'''
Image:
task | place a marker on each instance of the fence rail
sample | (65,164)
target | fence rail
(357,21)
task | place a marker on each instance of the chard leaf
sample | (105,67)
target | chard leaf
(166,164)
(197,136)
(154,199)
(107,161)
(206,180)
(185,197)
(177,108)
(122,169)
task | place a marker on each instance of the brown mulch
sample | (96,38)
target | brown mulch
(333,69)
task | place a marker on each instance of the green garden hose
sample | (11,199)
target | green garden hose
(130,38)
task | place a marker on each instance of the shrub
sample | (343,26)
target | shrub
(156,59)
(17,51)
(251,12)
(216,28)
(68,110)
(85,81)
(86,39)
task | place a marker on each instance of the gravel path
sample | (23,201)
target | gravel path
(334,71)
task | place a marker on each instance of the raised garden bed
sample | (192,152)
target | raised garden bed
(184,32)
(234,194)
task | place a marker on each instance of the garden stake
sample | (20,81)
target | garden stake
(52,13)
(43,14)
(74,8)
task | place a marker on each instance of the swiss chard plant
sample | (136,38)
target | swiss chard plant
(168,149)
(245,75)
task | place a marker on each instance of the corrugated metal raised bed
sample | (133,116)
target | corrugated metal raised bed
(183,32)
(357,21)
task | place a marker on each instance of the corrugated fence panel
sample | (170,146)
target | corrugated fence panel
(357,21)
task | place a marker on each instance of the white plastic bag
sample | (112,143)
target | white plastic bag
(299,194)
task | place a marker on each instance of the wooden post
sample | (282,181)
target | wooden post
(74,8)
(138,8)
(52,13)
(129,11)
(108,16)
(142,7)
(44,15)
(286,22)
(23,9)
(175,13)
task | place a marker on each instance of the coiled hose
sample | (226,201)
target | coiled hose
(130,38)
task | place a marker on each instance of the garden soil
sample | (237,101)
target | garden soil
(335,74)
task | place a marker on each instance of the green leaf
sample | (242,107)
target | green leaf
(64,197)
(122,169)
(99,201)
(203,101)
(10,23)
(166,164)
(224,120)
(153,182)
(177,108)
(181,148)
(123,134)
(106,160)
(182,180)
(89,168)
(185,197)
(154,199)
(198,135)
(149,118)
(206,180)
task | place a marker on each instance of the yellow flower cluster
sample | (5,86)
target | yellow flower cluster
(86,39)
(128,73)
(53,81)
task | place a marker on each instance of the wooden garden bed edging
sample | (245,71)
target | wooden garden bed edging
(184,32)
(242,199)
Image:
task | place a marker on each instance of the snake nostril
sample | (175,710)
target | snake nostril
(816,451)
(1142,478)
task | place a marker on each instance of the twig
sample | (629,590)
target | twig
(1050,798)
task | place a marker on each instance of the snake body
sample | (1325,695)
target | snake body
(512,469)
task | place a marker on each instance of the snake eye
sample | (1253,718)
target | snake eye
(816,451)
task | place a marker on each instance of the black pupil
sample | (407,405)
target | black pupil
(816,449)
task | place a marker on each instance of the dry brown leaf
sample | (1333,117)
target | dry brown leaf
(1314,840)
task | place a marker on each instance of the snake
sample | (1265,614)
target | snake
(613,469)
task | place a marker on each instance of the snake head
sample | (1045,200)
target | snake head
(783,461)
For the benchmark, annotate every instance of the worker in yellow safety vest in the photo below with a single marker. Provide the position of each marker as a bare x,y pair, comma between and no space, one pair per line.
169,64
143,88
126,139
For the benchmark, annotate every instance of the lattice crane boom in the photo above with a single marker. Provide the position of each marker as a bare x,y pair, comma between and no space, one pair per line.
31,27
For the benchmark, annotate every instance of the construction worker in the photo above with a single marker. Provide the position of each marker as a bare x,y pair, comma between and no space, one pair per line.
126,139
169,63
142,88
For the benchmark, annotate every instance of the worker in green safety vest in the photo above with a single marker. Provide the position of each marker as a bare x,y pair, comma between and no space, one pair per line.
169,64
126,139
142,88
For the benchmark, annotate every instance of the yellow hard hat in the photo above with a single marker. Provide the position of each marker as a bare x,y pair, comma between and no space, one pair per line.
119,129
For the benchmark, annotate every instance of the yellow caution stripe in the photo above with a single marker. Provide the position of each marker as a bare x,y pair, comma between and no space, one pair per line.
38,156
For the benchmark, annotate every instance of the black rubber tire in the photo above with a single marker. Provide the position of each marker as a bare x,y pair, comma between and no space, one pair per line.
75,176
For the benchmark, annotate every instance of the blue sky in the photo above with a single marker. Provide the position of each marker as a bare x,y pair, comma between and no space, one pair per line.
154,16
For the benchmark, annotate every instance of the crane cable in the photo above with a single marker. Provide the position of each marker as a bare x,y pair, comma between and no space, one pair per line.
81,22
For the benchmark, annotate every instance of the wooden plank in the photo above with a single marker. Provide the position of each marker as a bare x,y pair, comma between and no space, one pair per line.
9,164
'''
Write out all of the entries again, changing every "marker" to "pin" and leaving everything else untouched.

Image:
task | place a pin on each instance of the fence rail
sample | (65,164)
target | fence rail
(357,21)
task | place a pin on each instance of the chard leaf
sample | (105,67)
target | chard leaf
(166,164)
(197,136)
(154,199)
(107,161)
(206,180)
(185,197)
(177,108)
(122,169)
task | place a pin on each instance of the brown mulch
sample | (96,38)
target | brown mulch
(333,69)
task | place a pin on each instance of the green garden hose
sample | (11,199)
target | green garden hose
(130,38)
task | place a pin on each instance of the shrub
sample | (343,26)
target | shrub
(156,59)
(17,51)
(251,12)
(216,28)
(68,110)
(85,81)
(86,39)
task | place a pin on each instance of the gravel path
sample | (23,201)
target | gravel path
(334,71)
task | place a pin on each instance of the raised garden bed
sample | (192,152)
target | raised garden bed
(184,32)
(234,194)
task | place a pin on each instance of the garden stake
sample | (20,81)
target | garden stake
(52,13)
(43,14)
(74,8)
task | place a pin on each instance of the swiss chard plant
sample | (136,38)
target | swiss chard plant
(168,149)
(245,75)
task | place a pin on each instance of the corrugated metal raised bed
sample | (133,116)
target | corrugated metal raised bed
(183,32)
(357,21)
task | place a pin on each instance of the corrugated fence panel
sample | (170,146)
target | corrugated fence panel
(357,21)
task | place a pin on each instance of the white plastic bag
sample | (112,143)
target | white plastic bag
(299,194)
task | place a pin on each instance of the wooden post
sample | (282,181)
target | wooden post
(74,8)
(138,8)
(52,13)
(129,11)
(108,16)
(142,7)
(44,15)
(286,22)
(23,9)
(175,13)
task | place a pin on each instance of the coiled hose
sample | (226,201)
target | coiled hose
(130,38)
task | place a pin on each instance of the garden soil
sample | (237,101)
target | garden soil
(335,74)
task | place a pin on each instance of the green leaf
sample | (242,107)
target | green leaf
(64,197)
(122,169)
(99,201)
(203,101)
(10,23)
(166,164)
(224,120)
(153,182)
(177,108)
(181,148)
(123,134)
(106,160)
(182,180)
(89,168)
(185,197)
(154,199)
(198,135)
(149,118)
(206,180)
task | place a pin on each instance of the yellow flower cluster
sample | (5,86)
target | yellow flower cluster
(86,39)
(128,73)
(53,81)
task | place a pin on each instance of the wooden garden bed edging
sample | (245,71)
target | wooden garden bed edging
(184,32)
(242,199)
Image:
task | place a pin on each instance of the snake nostril
sample | (175,710)
target | snake nostril
(816,451)
(1142,478)
task | place a pin on each instance of the twig
sample | (629,590)
target | twig
(1050,798)
task | place a pin on each instance of the snake body
sample | (1325,695)
target | snake body
(512,469)
task | place a pin on each instance of the snake eye
sample | (1253,718)
target | snake eye
(816,451)
task | place a pin on each instance of the black pupil
sample | (407,405)
target | black pupil
(816,449)
task | place a pin on each instance of the dry brown leaf
sample | (1333,117)
target | dry brown leaf
(1314,840)
task | place a pin on each instance of the snake
sample | (1265,614)
target | snake
(613,469)
task | place a pin on each instance of the snake head
sample | (1045,200)
target | snake head
(783,461)
For the benchmark, annotate every instance of the worker in yellow safety vest in the photo below with a single pin. Provide the position of each pin as a bare x,y pair, comma between and no space, one pair per line.
169,64
143,88
126,139
For the benchmark, annotate every instance of the lattice crane boom in the photo above with a single pin. Provide the position of each pin as a bare x,y pair, comma between and no space, one pair per line.
31,27
For the benchmark, annotate every instance of the construction worker in the photo above with a single pin. Provide the position of each pin as a bare x,y pair, comma between and no space, one pair per line.
126,139
169,63
142,88
For the benchmark, annotate every instance of the worker in green safety vest in the photo above with a single pin. Provide the position of each pin as a bare x,y pair, comma between and no space, one pair per line.
169,64
126,139
142,88
For the benchmark, annotate every instance of the yellow hard hat in the photo above with a single pin. Provide the position of each pin as a bare x,y pair, comma between and no space, one pair per line.
119,129
For the benchmark, annotate every instance of the yellow caution stripe in the photo above with a single pin. Provide the position of each pin as a bare x,y pair, comma between and no space, one pair per line.
38,156
For the benchmark, annotate every instance of the black rubber tire in the photo above with a single pin. Provide the position of each pin as a bare x,y pair, comma between and no space, one pair per line.
75,176
For the benchmark, annotate every instance of the blue sky in the photo above with a single pin. Provide the position of each pin as a bare x,y pair, comma between and no space, one pair per line.
154,16
For the benchmark, annotate every instance of the crane cable in the photo above with a single pin. Provide the position of each pin as a bare x,y pair, comma between and no space, one pair per line.
81,22
For the benchmark, annotate every instance of the wooden plank in the photo above with a single pin. Provide the position of each pin as a bare x,y pair, comma between and no space, one pair per line.
9,164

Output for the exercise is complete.